* Begin Source text *
A Life of Crime vs. The Free Market III
Below: two pictures of the Walworth Road entrance to East Street (Lane); the arch being a recent addition seemingly serving no other purpose than reinforcing the name change from Lane to Street that took place when the market was moved there from the Walworth Road many years ago, and so making it at odds with how locals with a historical relationship to the place refer to it.
Living so close I experienced the street empty and open to traffic far more than overflowing with market. Riding down there on a motorbike one night, the ground wet as in the picture, I lost the rear end taking a left thanks to a plastic lid from one of the polystyrene cups traders drank tea from.
Combined with the already wet tarmac, riding over it at an angle was like hitting a little patch of black ice that then stayed firmly under the wheel to ensure it kept going horribly asunder.
Lying on my arse laughing while suddenly looking up at the night sky instead of the road ahead is how I learned the Lane could be a potential minefield for anyone on two wheels if the market sweepers had had a bad or couldn’t-be-bothered day.
In the older pic it’s easy to see the pavement on the right being interrupted by a side street. Not so easy to notice are the overhanging lights on the building this side of the corner. They belong (or maybe belonged) to a pub.
I don’t remember its name, despite going in there a couple of times a few years before working the market. It felt a lot longer inside than it looked outside. A layout of stage one end and rows of people sat at tables facing it gave an old music hall kinda feel.
On stage someone played piano and sang songs; inbetween spinning off jokes like a machine gun, more often than not at someone in the audience’s expense.
Tables were crammed with people singing along and roaring with laughter.
It was electrifying. Seeming anything but a final dying ember from a bygone era; once vibrant all over London in the name of everyday entertainment eons before the likes of radio and TV came along.
It felt like I’d got there in a time machine instead of walking ten minutes from my front door.
At the time it was a bit of an oddity; today I feel privileged to have experienced something firsthand that felt culturally original, instead of being some contrived recreation.
It wasn’t around much longer to witness.
When I worked the market pubs that were once so full with lunchtime market-related trade they didn’t need to open at nights for a good ol’ Knees Up Mother Brown to still be raking it in, became desolate beyond a couple of people up at the bar or taking out the desperate times on one-armed-bandit fruit machines; the tunes and noises designed to entice that once would’ve been drowned-out by the raucous sound of South London laughter suddenly ringing loudly hollow.
But instead of the end of an era, it just seemed part and parcel of the economic times; it wasn’t the first time the market had had it rough and far from the roughest it’d had it.
* End Source text *
* Begin Data records *
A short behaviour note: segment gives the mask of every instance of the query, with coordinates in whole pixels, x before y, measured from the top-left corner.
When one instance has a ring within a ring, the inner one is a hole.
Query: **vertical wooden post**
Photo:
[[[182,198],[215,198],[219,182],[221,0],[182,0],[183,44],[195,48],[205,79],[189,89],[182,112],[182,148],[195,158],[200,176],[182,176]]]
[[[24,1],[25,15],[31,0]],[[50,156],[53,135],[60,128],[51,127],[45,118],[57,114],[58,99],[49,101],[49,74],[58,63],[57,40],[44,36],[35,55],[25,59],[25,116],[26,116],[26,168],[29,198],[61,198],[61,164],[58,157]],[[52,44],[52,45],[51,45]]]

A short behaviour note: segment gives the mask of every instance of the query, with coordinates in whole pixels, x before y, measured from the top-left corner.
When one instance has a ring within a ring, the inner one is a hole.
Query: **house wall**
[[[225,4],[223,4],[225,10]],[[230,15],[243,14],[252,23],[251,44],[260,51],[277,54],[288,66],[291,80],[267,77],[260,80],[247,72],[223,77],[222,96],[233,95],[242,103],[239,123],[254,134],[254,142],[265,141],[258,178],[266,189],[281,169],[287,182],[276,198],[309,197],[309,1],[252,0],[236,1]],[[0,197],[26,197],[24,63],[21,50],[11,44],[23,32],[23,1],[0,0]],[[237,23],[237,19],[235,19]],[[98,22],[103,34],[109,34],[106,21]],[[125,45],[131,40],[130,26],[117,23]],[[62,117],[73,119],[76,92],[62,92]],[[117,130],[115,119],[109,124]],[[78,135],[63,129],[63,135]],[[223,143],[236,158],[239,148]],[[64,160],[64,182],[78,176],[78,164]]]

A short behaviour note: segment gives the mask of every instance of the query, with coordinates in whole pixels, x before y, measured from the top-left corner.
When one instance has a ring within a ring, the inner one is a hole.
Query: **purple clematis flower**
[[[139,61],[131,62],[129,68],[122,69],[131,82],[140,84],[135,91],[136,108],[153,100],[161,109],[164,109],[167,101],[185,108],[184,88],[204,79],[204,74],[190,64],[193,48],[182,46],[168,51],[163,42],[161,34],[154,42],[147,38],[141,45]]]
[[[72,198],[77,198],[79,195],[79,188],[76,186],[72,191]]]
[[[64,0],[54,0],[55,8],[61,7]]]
* End Data records *
■ **Stated problem A**
In the East Street market piece, what made the motorbike's rear end slide out on the left turn?
■ **Stated problem B**
Copy out the East Street market piece between "Lying on my" and "hall kinda feel.", inclusive.

■ **Expected answer A**
A plastic lid from one of the polystyrene cups that traders drank tea from.

■ **Expected answer B**
Lying on my arse laughing while suddenly looking up at the night sky instead of the road ahead is how I learned the Lane could be a potential minefield for anyone on two wheels if the market sweepers had had a bad or couldn’t-be-bothered day.
In the older pic it’s easy to see the pavement on the right being interrupted by a side street. Not so easy to notice are the overhanging lights on the building this side of the corner. They belong (or maybe belonged) to a pub.
I don’t remember its name, despite going in there a couple of times a few years before working the market. It felt a lot longer inside than it looked outside. A layout of stage one end and rows of people sat at tables facing it gave an old music hall kinda feel.